| EXTRACT |
● ● ●
Education gets dirty


By denise dick | denise_dick@vindy.com

CANFIELD

About 150 Mahoning County Career and Technical Center students trudged through mud, plunged into ice water and scaled 5-foot-high bales of hay as an exercise in team-building and camaraderie.

It was the fourth MCCTC McMudder on Friday at the center. The “Mc” is for Mahoning County.

Junior Patrick Byrne of Canfield said the Arctic Plunge – a pool filled with ice water near the beginning of the course – was the most difficult.

“You had to stay under the water to get under the wire,” he said.

Rope strung a few inches above the pool ensured participants got deep enough to get sufficiently cold and wet.

Some teams dressed in costumes or uniforms. Patrick, an engineering student, and his teammates donned red bow ties and white button-down shirts painted with vertical red stripes. They wrote “Baber’s Barbers” across the back for engineering instructor Walter Baber.

“Kids sometimes call him Mr. Barber,” he explained.

The course stretched eight-tenths of a mile behind the center’s rear parking lot.

“It gets bigger every year,” said Matt Putzier, culinary arts instructor and one of the event’s organizers.

He was referring to both the course and the participation.

“The first year we had 40 students and this year we have 150,” said Anina Karlovic, a government teacher and event organizer.

Teachers and administrators got into the end-of-the-school-year activities, too. Putzier joined his students for the run.
● ● ●
| PROVIDED DATA |

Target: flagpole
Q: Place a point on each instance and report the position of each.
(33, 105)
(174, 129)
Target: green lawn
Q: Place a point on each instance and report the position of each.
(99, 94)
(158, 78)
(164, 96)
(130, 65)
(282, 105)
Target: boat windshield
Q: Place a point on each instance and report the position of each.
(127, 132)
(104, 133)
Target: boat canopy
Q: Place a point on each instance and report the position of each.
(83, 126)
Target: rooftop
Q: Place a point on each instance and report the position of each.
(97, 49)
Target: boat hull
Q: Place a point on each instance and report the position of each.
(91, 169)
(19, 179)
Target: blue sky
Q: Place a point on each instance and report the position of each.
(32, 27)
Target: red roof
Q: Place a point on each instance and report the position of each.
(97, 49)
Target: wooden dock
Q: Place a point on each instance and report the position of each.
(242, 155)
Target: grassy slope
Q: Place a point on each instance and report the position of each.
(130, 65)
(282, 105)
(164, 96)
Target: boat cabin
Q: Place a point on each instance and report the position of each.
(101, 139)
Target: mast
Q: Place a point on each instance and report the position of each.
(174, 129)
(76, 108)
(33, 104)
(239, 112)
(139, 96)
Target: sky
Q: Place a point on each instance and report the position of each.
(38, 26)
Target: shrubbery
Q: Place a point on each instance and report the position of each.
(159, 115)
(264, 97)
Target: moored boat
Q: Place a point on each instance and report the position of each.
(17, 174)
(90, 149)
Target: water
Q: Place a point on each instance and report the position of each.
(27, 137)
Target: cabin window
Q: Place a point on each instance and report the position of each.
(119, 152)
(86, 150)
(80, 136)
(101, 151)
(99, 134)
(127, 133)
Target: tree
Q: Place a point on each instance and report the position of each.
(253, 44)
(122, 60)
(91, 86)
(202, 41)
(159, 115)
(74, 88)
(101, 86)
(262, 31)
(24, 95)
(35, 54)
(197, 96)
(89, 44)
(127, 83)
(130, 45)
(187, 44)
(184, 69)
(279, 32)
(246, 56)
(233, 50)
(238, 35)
● ● ●
Rewrite the paragraph of the McMudder article that begins "Some teams dressed in costumes" as a short list that keeps its main facts. The listing has nothing to do with the McMudder article.

- Some teams wore costumes or uniforms.
- Patrick, an engineering student, and his teammates wore red bow ties and white button-down shirts painted with vertical red stripes.
- They wrote "Baber's Barbers" across the back for engineering instructor Walter Baber.